**Extrait choisi**
________________________________________

Dans Blame!, Tsutomu Nihei nous montre un monde ultra-futuriste où les technologies cyberpunk se mélangent à d’immenses constructions de béton et de métal sombres et cauchemardesques. Un personnage solitaire, Killy, dont on ne sait que peu de choses, évolue entre les différents niveaux de cette gigantesque ville verticale. La ville est composée de strates séparées par des megastructures quasi indestructibles jouant le rôle de système d’isolation entre les différents niveaux de la ville. La ville que l’on parcourt dans Blame! prend ses fondations sur Terre et a ensuite grandi sans contrôle humain sur des dizaines de milliers de kilomètres pendant plus d’un millénaire. La ville est progressivement construite par des machines automatiques appelées bâtisseurs qui l’étendent à l’infini jusqu’à l’emballement et le chaos. L’univers de cette ville est sombre et crasseux, souvent vertigineux le long des longues parois donnant sur le vide, et viscéral quand les tubes de toute sorte s’entremêlent comme s’ils se connectaient à des organes. La ville est labyrinthique tout comme l’histoire qui y est relatée. On se perd dans ces lieux en suivant les traces de Killy comme on se perd dans l’histoire qui est particulièrement et volontairement complexe à comprendre. Le manga n’est pas facile d’accès du fait du nombre restreint de dialogues et d’explications sur les événements qui viennent interrompre le parcours des personnages. Cela pourrait avoir un aspect un peu frustrant, mais on apprend vite en parcourant les pages du manga qu’il s’agit ici plutôt de s’imprégner de l’ambiance des lieux et de vivre cette lecture comme une expérience. Il est difficile d’avoir des explications rationnelles à tout ce qui surgit, se transforme, disparaît soudainement pour réapparaître plus tard dans d’autres lieux. Pour sûr, ce manga ne s’adresse pas à tous, mais, en ce qui me concerne, j’ai tout de suite été impressionné par les détails et la spatialité de cette architecture gigantesque. D’une certaine manière, je suis même rassuré de savoir que Tsutomu Nihei a fait des études d’architecture avant de devenir mangaka, tant il maîtrise la conception des espaces.

________________________________________

**Données**
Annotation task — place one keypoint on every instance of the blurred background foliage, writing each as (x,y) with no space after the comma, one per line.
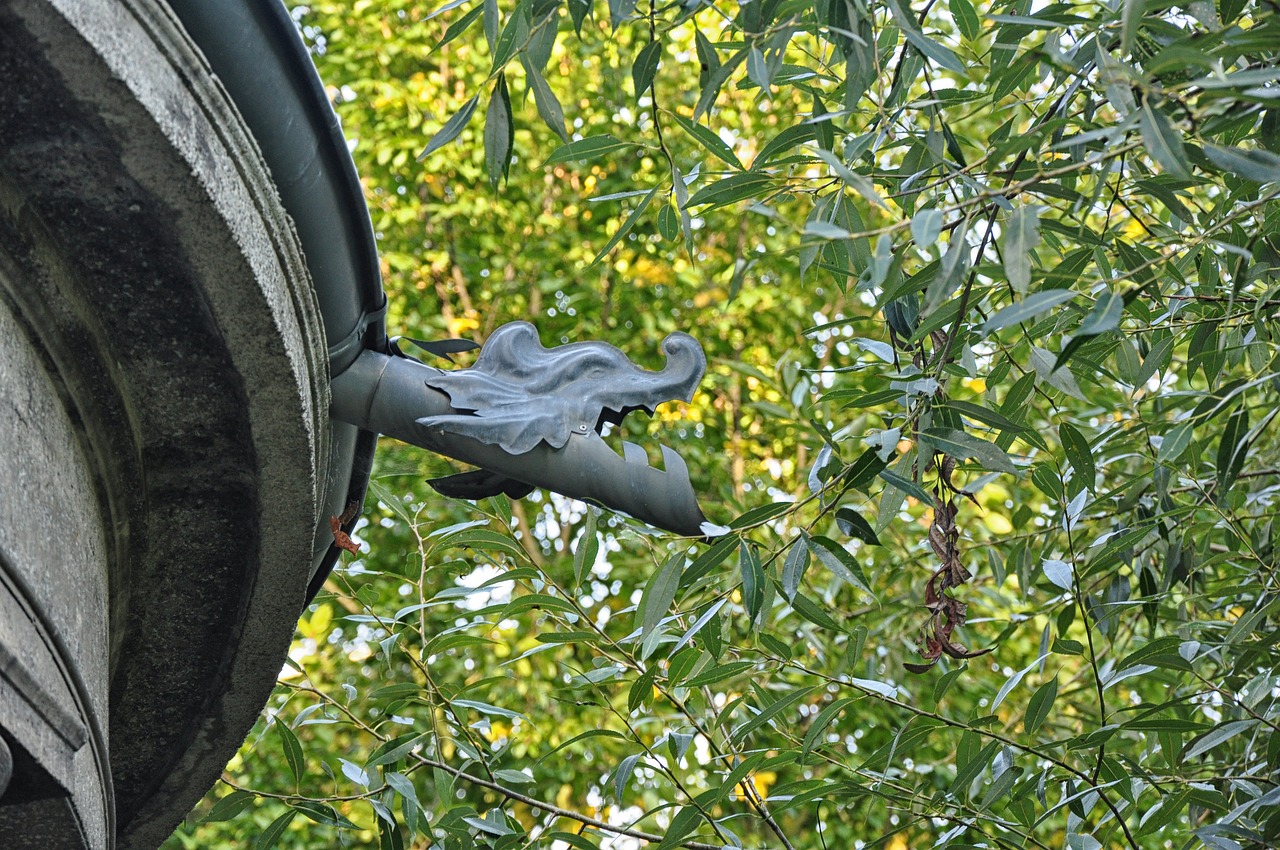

________________________________________

**Votre tâche**
Dans le texte sur Blame!, relevez tous les adjectifs qui qualifient l’univers de la ville dans la phrase commençant par « L’univers de cette ville ».

**Réponse**
Sombre, crasseux, vertigineux et viscéral.